◆ PAGE EXTRACT
▶
PHDs are highly conserved in KMT2A-D proteins

Amino acid conservation between PHDs of some mammals is surprisingly high (~ 99% identity) and prompted us to analyze the conservation of orthologues from a broader range of species (Suppl. Figure 1a). This comparison indicated that PHDs are among the most conserved regions within KMT2A-D proteins (Fig. 1b), in some cases (i.e., PHD4-6 of KMT2D) rivaling conservation of the catalytic SET domains. Differences between paralogous clustered PHDs in human KMT2A-D proteins are considerable, with typical values for amino acid identity and similarity below 40% and 50%, respectively (Suppl. Figure 1b). The high conservation between species and variability among different modules suggests that PHDs play an important role in KMT2A-D biology.

Interaction between PHDs and histones strengthens with an increasing number of PHDs

For in vitro biochemical characterisation, we cloned and purified from E. coli bacterial lysates all clustered PHDs of KMT2A-D proteins as well as some singlets or doublets as fusion proteins with GST-tag (Fig. 2a-c). We excluded PHDs of KMT2B from further studies, as they were poorly expressed and had low solubility. Hereafter, we designate individual PHDs by their paralogue identifier (2A-D) and by their position, i.e., the third PHD in KMT2A is abbreviated as 2A3. Similarly, clusters of PHDs are designated by the first and last domains, e.g., 2A13 comprises PHD1, PHD2 and PHD3 of KMT2A. PHDs containing an extension with the C4 zinc finger are termed “extended” PHDs [32] and are abbreviated with an extra “e”: 2Ae3, 2Be3, 2Ce4, 2Ce7, and 2De6.
◀
◆ RECORD EXTRACTS
▶
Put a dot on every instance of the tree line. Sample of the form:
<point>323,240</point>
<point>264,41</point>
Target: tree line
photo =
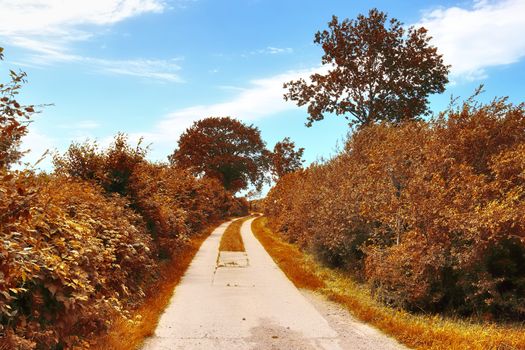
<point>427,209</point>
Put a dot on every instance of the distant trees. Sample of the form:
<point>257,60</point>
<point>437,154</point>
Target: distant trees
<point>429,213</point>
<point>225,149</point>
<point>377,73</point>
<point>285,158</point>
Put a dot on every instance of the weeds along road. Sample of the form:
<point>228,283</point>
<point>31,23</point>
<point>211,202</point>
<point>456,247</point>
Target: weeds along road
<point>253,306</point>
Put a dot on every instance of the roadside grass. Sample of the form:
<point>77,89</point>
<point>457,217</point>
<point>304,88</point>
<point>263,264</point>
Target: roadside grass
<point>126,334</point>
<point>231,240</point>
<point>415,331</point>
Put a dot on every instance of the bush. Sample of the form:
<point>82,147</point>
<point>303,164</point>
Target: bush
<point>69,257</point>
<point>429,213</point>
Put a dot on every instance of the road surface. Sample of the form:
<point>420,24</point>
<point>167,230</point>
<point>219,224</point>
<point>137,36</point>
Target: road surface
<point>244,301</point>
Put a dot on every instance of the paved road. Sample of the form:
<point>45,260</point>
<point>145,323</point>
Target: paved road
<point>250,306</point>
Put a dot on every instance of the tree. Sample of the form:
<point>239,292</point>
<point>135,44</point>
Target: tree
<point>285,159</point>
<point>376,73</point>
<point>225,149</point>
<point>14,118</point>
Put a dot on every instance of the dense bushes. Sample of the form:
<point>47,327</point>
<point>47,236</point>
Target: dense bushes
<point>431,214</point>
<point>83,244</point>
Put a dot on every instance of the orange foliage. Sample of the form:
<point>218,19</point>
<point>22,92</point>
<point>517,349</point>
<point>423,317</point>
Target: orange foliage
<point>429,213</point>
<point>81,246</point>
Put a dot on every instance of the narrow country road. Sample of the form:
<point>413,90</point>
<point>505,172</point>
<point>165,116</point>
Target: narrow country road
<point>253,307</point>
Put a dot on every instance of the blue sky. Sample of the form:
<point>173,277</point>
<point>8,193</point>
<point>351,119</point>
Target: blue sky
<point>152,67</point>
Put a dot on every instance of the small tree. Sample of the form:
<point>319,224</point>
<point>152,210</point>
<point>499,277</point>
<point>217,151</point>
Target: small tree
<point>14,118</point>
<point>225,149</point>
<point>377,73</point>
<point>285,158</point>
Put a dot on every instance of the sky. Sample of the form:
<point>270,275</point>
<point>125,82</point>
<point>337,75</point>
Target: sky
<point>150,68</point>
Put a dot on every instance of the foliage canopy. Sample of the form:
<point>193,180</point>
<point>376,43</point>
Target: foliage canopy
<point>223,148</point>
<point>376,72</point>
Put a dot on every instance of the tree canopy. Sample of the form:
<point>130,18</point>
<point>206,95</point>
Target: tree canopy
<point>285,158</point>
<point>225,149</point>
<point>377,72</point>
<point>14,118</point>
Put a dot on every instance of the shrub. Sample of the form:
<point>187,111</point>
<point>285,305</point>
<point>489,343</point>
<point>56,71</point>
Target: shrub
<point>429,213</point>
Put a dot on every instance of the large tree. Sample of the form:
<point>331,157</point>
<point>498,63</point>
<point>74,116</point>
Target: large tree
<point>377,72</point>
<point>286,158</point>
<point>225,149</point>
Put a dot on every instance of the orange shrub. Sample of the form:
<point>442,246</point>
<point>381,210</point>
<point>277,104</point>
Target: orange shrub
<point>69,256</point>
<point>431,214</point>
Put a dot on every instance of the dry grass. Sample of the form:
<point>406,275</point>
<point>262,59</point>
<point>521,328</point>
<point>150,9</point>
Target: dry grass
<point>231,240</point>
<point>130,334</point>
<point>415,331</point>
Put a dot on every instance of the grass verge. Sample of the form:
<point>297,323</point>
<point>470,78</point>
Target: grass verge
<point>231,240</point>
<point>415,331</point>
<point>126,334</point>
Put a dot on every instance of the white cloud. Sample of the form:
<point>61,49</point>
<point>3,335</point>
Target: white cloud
◀
◆ WHAT THE EXERCISE ASKS
Answer these questions from the text on PHDs in KMT2A-D proteins.
(a) Which PHDs of KMT2D are said to rival the conservation of the catalytic SET domains?
(b) Why were the PHDs of KMT2B excluded from further studies?
(c) What abbreviation designates the third PHD in KMT2A?

◆ WRITTEN REPLY
(a) PHD4-6 of KMT2D.
(b) They were poorly expressed and had low solubility.
(c) 2A3.